Written task » Show, copied in full, each line of the records below that contains the word "pink".

+++++

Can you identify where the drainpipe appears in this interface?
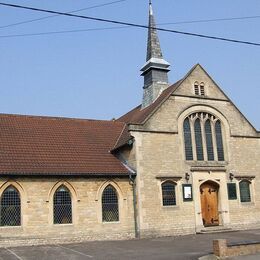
[129,173,140,238]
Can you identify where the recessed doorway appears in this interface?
[200,181,219,227]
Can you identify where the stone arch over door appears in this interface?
[200,181,219,227]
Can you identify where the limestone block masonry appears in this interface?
[0,177,135,245]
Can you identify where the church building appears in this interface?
[0,3,260,246]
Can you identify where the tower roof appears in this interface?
[141,0,170,75]
[146,1,163,61]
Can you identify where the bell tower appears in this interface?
[141,0,170,108]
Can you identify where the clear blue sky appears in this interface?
[0,0,260,130]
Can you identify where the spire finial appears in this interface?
[149,0,153,15]
[141,0,170,108]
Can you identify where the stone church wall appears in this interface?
[0,177,135,243]
[131,84,260,237]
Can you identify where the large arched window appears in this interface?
[194,118,204,161]
[205,119,214,161]
[183,112,225,161]
[162,181,176,206]
[102,185,119,222]
[183,118,193,160]
[215,120,224,161]
[53,186,72,224]
[239,180,251,202]
[0,186,21,226]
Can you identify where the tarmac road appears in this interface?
[0,230,260,260]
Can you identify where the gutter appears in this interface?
[129,173,140,238]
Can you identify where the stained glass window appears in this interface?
[0,186,21,226]
[215,120,224,161]
[162,181,176,206]
[53,186,72,224]
[227,183,237,200]
[205,119,214,161]
[183,118,193,160]
[194,118,204,161]
[102,185,119,222]
[239,180,251,202]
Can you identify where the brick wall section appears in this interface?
[213,239,260,257]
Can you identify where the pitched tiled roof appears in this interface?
[0,114,129,175]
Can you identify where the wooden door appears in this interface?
[200,182,219,227]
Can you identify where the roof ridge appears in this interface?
[0,113,122,123]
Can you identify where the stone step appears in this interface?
[196,226,236,234]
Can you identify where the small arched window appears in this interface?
[183,118,193,160]
[205,119,214,161]
[162,181,176,206]
[194,118,204,161]
[53,186,72,224]
[194,81,205,96]
[102,185,119,222]
[215,120,224,161]
[0,186,21,226]
[239,180,251,202]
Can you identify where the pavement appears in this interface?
[0,230,260,260]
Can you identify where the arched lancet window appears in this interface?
[53,186,72,224]
[239,180,251,202]
[183,112,225,161]
[0,186,21,226]
[205,119,214,161]
[183,118,193,160]
[162,181,176,206]
[215,120,224,161]
[102,185,119,222]
[194,118,204,161]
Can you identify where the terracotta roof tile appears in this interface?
[0,114,128,175]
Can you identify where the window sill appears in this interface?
[0,226,23,230]
[162,205,180,210]
[185,160,228,167]
[240,201,255,207]
[102,221,121,225]
[52,223,74,227]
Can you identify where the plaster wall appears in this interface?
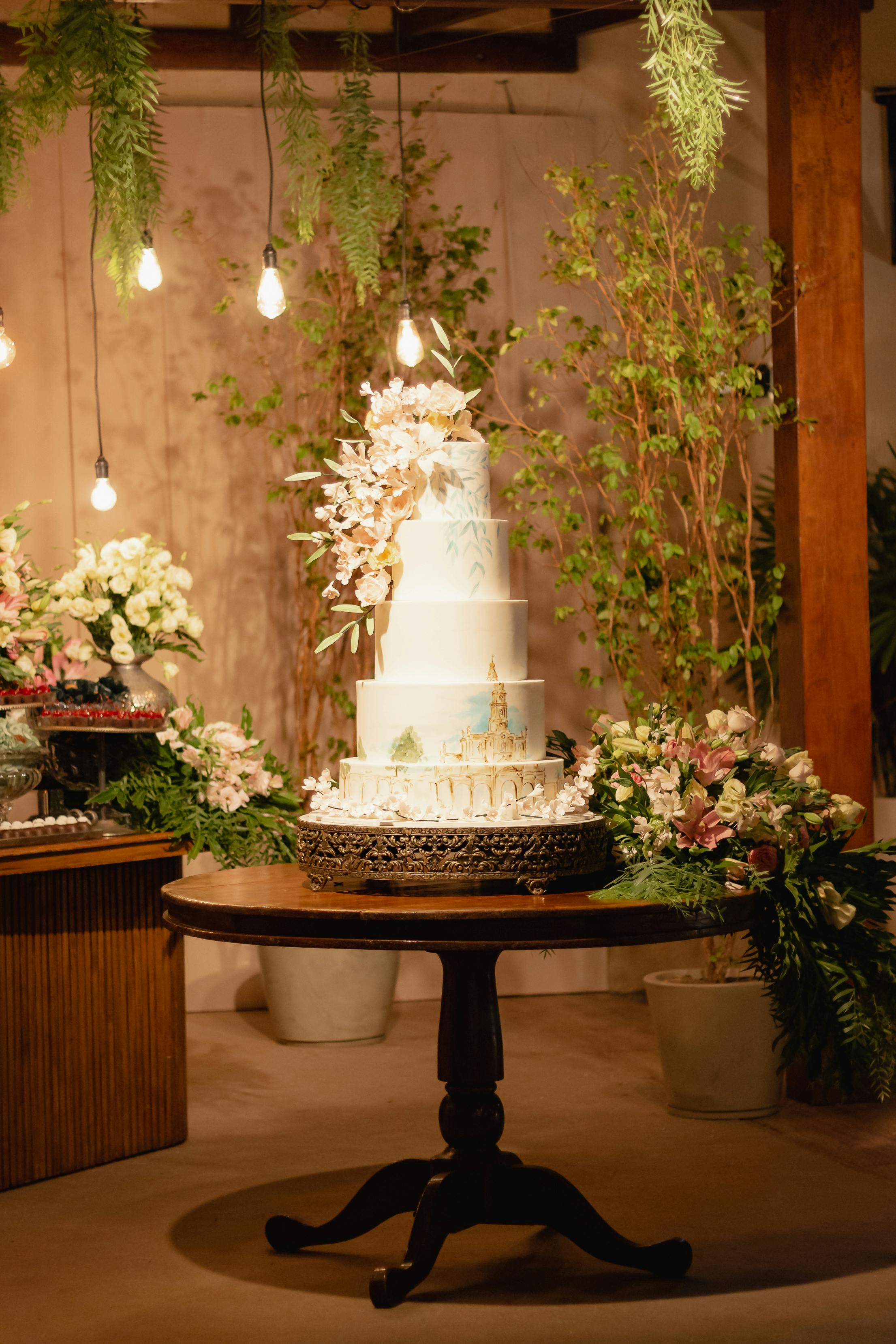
[0,0,896,1006]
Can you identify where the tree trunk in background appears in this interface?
[766,0,873,840]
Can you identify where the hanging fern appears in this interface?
[324,17,400,302]
[12,0,165,304]
[644,0,744,187]
[0,74,26,215]
[255,0,333,243]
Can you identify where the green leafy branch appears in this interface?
[11,0,165,305]
[644,0,746,187]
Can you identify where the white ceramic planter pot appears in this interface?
[258,947,399,1044]
[644,970,783,1120]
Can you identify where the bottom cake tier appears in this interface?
[338,756,563,816]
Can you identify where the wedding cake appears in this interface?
[301,363,591,825]
[338,442,563,818]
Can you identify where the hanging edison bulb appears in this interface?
[90,457,118,513]
[257,243,286,317]
[0,308,16,368]
[137,229,161,289]
[395,298,424,368]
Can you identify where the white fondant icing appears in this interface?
[338,756,563,813]
[357,680,544,765]
[392,517,511,602]
[374,601,528,684]
[411,442,492,519]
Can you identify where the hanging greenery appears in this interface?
[0,74,26,215]
[255,0,333,243]
[9,0,165,304]
[324,16,402,304]
[644,0,746,187]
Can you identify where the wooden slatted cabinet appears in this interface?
[0,835,187,1190]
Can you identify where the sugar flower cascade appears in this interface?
[286,320,482,653]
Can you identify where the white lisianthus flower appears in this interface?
[830,793,865,827]
[783,751,815,784]
[818,882,856,929]
[355,570,392,606]
[119,536,146,560]
[759,742,785,770]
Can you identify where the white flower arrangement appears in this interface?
[156,704,283,812]
[48,534,203,664]
[286,321,483,653]
[0,500,52,690]
[302,762,594,824]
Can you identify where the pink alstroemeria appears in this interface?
[671,798,735,849]
[688,742,736,785]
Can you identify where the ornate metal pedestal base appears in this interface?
[298,813,609,895]
[265,951,691,1306]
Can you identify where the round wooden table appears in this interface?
[164,864,752,1306]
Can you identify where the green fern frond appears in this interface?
[15,0,165,305]
[324,21,400,302]
[258,0,333,243]
[0,74,26,215]
[644,0,744,187]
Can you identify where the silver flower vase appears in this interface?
[102,653,175,714]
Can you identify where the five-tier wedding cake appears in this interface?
[338,430,563,818]
[293,368,606,891]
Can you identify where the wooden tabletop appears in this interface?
[163,864,752,951]
[0,832,187,878]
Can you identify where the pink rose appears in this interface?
[747,844,778,872]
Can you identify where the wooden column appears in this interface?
[766,0,873,839]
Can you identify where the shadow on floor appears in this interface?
[171,1167,896,1305]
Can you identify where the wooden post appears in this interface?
[766,0,873,839]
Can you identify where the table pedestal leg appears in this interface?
[266,951,691,1306]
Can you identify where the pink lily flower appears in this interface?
[673,808,735,849]
[688,742,736,785]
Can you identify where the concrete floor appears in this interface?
[0,995,896,1344]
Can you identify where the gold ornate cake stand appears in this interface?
[298,812,610,895]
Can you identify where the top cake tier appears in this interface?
[411,442,492,520]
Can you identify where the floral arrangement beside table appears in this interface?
[566,704,896,1098]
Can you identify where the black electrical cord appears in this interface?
[87,107,107,474]
[258,0,274,247]
[395,5,407,304]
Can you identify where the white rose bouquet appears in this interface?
[48,534,203,668]
[286,320,483,653]
[0,500,58,692]
[577,704,896,1097]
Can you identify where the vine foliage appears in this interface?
[492,133,793,715]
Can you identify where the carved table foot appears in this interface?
[265,951,692,1306]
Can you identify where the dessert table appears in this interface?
[163,864,752,1306]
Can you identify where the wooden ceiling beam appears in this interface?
[0,24,579,74]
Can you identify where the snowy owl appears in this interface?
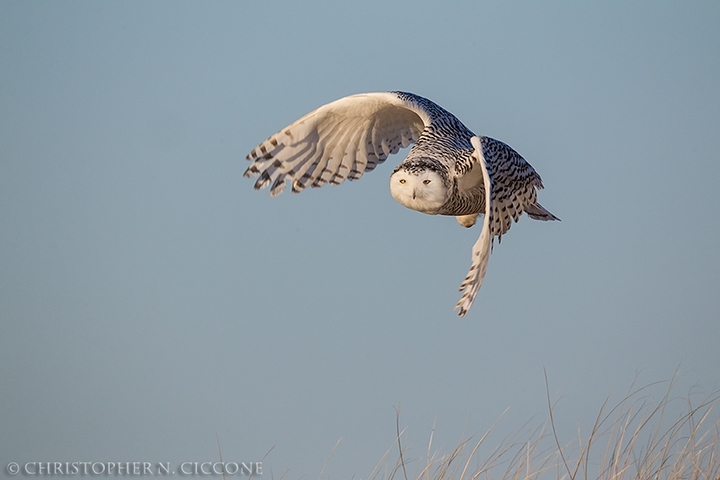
[245,92,559,317]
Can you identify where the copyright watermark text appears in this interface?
[5,462,262,477]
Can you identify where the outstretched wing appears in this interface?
[455,136,560,317]
[455,136,492,317]
[245,92,430,197]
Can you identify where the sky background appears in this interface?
[0,0,720,479]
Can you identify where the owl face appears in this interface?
[390,168,448,214]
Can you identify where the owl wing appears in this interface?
[455,136,492,317]
[245,92,431,197]
[482,137,558,241]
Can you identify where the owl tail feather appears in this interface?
[455,137,496,317]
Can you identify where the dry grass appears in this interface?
[368,376,720,480]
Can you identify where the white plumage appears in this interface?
[245,92,558,316]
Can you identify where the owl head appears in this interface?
[390,159,450,214]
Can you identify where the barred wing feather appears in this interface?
[245,93,430,196]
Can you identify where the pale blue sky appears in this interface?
[0,0,720,479]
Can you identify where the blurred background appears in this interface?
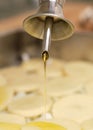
[0,0,93,19]
[0,0,93,67]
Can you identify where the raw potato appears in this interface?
[65,61,93,80]
[8,75,43,92]
[0,123,21,130]
[84,79,93,95]
[0,75,7,86]
[27,121,66,130]
[41,77,83,98]
[22,59,64,78]
[0,87,13,111]
[52,94,93,123]
[22,126,41,130]
[43,119,81,130]
[8,94,52,118]
[21,59,43,74]
[0,113,26,124]
[81,118,93,130]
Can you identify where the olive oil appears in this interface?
[42,51,49,119]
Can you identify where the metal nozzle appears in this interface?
[43,17,53,53]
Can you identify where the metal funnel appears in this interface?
[23,0,74,41]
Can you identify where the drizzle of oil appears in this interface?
[42,51,49,119]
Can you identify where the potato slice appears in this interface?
[0,87,13,110]
[52,94,93,123]
[8,94,52,118]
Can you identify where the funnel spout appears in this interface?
[43,17,53,52]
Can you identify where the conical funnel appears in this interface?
[23,0,74,41]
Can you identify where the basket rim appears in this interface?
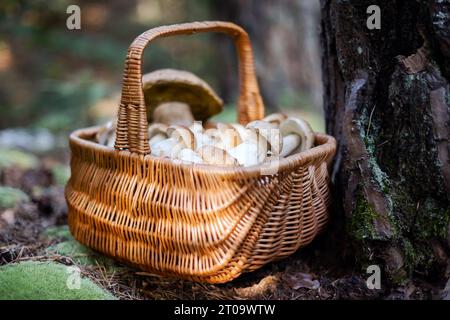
[69,126,336,177]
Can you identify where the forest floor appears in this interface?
[0,142,450,299]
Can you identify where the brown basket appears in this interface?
[65,22,336,283]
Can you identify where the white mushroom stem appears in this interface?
[177,148,203,163]
[280,134,301,157]
[263,113,287,126]
[148,133,167,145]
[199,145,238,166]
[150,138,184,159]
[167,126,196,150]
[247,120,283,155]
[280,118,314,152]
[228,141,259,167]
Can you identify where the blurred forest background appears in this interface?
[0,0,323,142]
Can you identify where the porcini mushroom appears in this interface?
[228,141,259,167]
[177,148,203,163]
[150,138,183,159]
[142,69,223,124]
[153,102,194,126]
[262,112,287,126]
[167,126,196,150]
[280,118,314,156]
[217,123,242,150]
[246,120,283,155]
[148,123,169,146]
[198,145,239,166]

+++++

Output below »
Can you identify where the pink alstroemeria appears in this interface?
Can you identify where the pink rose appears in this interface?
Can you identify where the pink lily flower appears in this interface?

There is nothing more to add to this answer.